Your answer must be the full listing below, restated word for word, with no pictures in it.

[Opening SOURCE INFORMATION section]

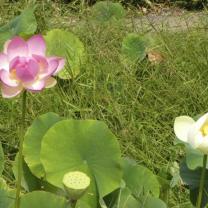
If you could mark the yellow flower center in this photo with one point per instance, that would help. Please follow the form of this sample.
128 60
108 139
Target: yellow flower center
204 129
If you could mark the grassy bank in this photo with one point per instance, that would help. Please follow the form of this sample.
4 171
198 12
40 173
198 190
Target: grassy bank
138 102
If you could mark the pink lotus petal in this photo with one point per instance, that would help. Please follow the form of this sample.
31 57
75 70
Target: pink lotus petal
27 70
43 63
6 46
10 92
17 47
50 82
38 85
36 45
6 78
4 63
60 66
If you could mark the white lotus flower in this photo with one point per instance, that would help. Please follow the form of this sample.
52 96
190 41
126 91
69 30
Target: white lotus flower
193 132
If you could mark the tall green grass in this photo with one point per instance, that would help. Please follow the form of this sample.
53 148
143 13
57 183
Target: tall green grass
139 103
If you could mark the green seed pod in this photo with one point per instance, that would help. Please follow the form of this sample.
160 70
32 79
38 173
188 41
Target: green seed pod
75 184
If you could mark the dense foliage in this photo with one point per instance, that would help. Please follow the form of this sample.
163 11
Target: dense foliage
189 4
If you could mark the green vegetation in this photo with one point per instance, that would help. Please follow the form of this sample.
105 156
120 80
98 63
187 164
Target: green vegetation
138 101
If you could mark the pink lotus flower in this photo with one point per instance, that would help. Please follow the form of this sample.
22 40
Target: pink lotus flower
24 65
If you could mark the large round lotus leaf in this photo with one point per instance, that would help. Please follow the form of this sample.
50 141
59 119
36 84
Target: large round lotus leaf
32 142
43 200
7 195
133 48
150 202
194 158
67 45
1 159
140 180
107 11
25 24
87 146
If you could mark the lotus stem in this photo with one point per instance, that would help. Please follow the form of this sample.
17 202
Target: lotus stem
202 180
20 158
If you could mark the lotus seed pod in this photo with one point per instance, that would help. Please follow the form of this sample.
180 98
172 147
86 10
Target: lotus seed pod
75 184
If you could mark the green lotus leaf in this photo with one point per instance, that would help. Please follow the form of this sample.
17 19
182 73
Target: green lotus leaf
25 24
7 195
87 146
105 11
194 158
32 142
29 181
67 45
140 180
133 49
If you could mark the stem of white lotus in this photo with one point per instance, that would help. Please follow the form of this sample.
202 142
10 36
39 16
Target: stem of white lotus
202 180
20 158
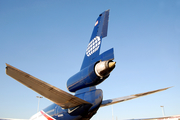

[Closing SOURCE INFORMATION section]

- WRITTEN SOLUTION:
If you could mark the yellow flower center in this photo with one point per instance, that would help. Please follow the form of this sample.
128 60
108 139
Target: yellow flower center
204 129
If you could mark the grassy bank in this photo with one point per instance, that would help. Please follow the form of this sample.
4 171
198 12
40 173
198 190
Target: grassy bank
138 102
If you could mark the pink lotus petal in this photo with one point per instance, that would help. Please follow the form of this sample.
31 57
75 70
Target: pink lotus petal
27 70
43 63
6 46
10 92
17 47
50 82
38 85
36 45
6 78
4 63
60 66
If you could mark the white lotus flower in this photo with one point per instance, that would help. Please follow the form of this sample.
52 96
190 41
126 91
69 30
Target: white lotus flower
193 132
If you could mark the tall green grass in this photo with one point per instance, that would help. Please follow the form of this sample.
53 148
143 13
57 183
Target: tall green grass
139 103
If you could mark the green seed pod in this photo with one point per instance, that would help. Please follow the form of this sample.
160 70
32 79
38 173
188 41
Target: green seed pod
75 184
If you could mark the dense foliage in this photo with one point per instance, that would help. Please follow the form of this sample.
163 11
Target: dense foliage
189 4
If you could mark the green vegetation in this photo with one point per instance, that would help. Please follow the form of this sample.
105 156
120 80
98 63
187 164
Target: green vegetation
138 101
If you could mark the pink lotus flower in this photo with one point per instance, that would help. Please follow the form of this sample.
22 40
Target: pink lotus flower
24 65
If you could mark the large round lotus leaf in this photo with one point per instance, that would help. Please follow the form of this sample.
50 141
59 119
36 84
Target: large round lotus leaf
32 142
43 200
7 195
133 48
150 202
194 158
67 45
1 159
140 180
107 11
25 24
87 146
If you could mark the lotus stem in this photo with one point per instance, that would help. Please follow the form of this sample.
17 202
Target: lotus stem
202 180
20 158
If you could mark the lotus seed pod in this photo with one point per instance, that would help. Please follow the form of this sample.
180 98
172 147
86 10
Target: lotus seed pod
75 184
If you could mark the green lotus leaf in this photo with one point per instance, that would help. Please follow the form of this sample.
17 19
182 73
Target: green lotus leaf
25 24
7 195
87 146
105 11
194 158
32 142
29 181
67 45
140 180
133 49
If you could mark the stem of white lotus in this photo with one point per instance, that would help. Please follow the form of this sample.
202 142
10 36
39 16
Target: stem of white lotus
202 180
20 158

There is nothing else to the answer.